● **TASK ITEM**
Print the whole listing below exactly as given, pictures excluded.

● **RECORDED DATA**
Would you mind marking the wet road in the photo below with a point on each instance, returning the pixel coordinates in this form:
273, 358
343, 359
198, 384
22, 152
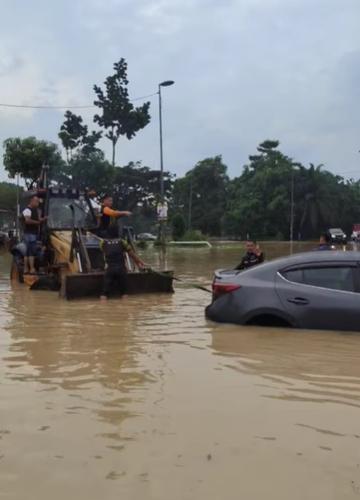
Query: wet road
144, 398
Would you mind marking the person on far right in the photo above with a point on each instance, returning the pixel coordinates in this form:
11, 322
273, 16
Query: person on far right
253, 256
324, 243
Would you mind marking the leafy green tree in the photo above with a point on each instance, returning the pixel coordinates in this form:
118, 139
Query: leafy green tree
27, 156
201, 195
259, 200
178, 226
90, 171
75, 137
136, 185
8, 196
118, 115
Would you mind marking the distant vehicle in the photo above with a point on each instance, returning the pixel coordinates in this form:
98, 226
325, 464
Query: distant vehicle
146, 237
4, 237
355, 235
317, 290
337, 235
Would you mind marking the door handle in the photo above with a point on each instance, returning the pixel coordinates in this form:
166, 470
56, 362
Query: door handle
299, 301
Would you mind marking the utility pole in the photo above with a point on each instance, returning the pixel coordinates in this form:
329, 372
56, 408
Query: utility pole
162, 222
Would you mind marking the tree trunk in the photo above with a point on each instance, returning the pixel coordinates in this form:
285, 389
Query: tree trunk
113, 157
114, 141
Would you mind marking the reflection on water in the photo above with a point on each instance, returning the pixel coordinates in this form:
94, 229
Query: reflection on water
144, 398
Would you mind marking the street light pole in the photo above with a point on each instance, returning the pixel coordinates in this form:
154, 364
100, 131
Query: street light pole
292, 211
166, 83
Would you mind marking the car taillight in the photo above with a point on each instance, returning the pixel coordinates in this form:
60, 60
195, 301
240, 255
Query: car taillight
223, 288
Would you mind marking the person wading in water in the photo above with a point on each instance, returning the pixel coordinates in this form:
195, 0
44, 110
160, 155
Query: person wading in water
32, 222
115, 277
253, 256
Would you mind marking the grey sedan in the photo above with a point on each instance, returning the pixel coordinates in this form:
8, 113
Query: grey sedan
317, 290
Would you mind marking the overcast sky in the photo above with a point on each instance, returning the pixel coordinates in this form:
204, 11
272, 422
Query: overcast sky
245, 70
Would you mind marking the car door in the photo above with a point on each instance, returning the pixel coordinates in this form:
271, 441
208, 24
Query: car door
323, 296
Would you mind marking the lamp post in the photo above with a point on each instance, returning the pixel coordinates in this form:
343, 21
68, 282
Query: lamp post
292, 207
166, 83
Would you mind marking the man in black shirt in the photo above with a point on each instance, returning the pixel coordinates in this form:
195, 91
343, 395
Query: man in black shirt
115, 276
253, 256
32, 222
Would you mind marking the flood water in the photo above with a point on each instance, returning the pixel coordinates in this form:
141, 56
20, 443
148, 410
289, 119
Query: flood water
143, 398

● **WRITTEN REPLY**
Would you mind marking the wet road in the photo below with a point on each instance, returning the pixel coordinates in this form:
273, 358
343, 359
198, 384
22, 152
Query: wet road
144, 398
Would you mind marking the person on far right in the photo above with a point on each instance, returning the pixel coordinates in this form:
11, 322
273, 16
Query: person on far right
253, 256
324, 243
Would you mind marking the leafy green tree in the photo above with a point on each instance, returning the pixel coordinates in this form:
118, 139
Query: leafy green tree
27, 156
201, 195
259, 200
178, 226
90, 171
75, 137
136, 185
8, 196
118, 115
Would you mind marking the distant vehicle in the photo above with a point on each instance, returning the pixel coordinates in this form:
98, 226
325, 464
Query: distant vehicle
146, 237
4, 237
355, 235
317, 290
337, 235
Would you mind marking the door handle in the photo above with a point on each instance, returning the pixel coordinates in this form:
166, 470
56, 362
Query: door handle
299, 301
Would you mind marking the utility pole in the photo above with a point on each instance, returning the pixel coordinates in this form:
329, 372
56, 408
Query: utility pole
162, 222
Would you mind marking the tree trunk in the photo above with a point on each instance, returning the pixel coordinates in this form:
285, 389
Query: tree trunk
113, 157
114, 141
Would you mind marking the reflection on water in the photo above with a point on each instance, returning the pixel coordinates in this form:
94, 229
Query: reflection on water
144, 398
Would you mind marking the street light pole in the photo above with a point on each instance, returning the pixel coordinates in this form:
154, 364
100, 131
Query: street light pole
292, 211
166, 83
Would you mind marking the car taillight in the photo above with a point on each instance, returning the pixel coordinates in this form:
60, 60
195, 301
240, 255
Query: car taillight
223, 288
Would you mind marking the person wading in water in the photo above with a point on each instance, returning the pixel coordinates in this form:
195, 0
44, 110
160, 155
Query: person wading in water
32, 222
115, 277
253, 256
Would you mind marking the grey sedan in the photo above with a point on each instance, returning the pixel coordinates in this form:
8, 113
Query: grey sedan
317, 290
Would you mind marking the overcast sky in the photo above with a point on each instance, returning the pixel coordinates in this form:
204, 11
272, 422
Query: overcast sky
245, 70
Would you mind marking the car door in the photo above with a point on each instance, returning the pixel coordinates in this form:
271, 441
208, 24
Query: car door
323, 296
Would you mind marking the lamp post in the photo above with a point on each instance, returning the pixel coordinates in this form:
343, 21
68, 282
Query: lamp post
292, 207
166, 83
Would you mind marking the man in black shirt in the photo above with a point on each instance, returning the pixel coordinates in this form:
195, 91
343, 395
Query: man in black shirt
115, 276
253, 256
32, 222
Would you mind marking the flood water in the photo above with a point on each instance, returning the pixel coordinates in this form:
141, 56
20, 443
148, 410
289, 119
Query: flood water
143, 398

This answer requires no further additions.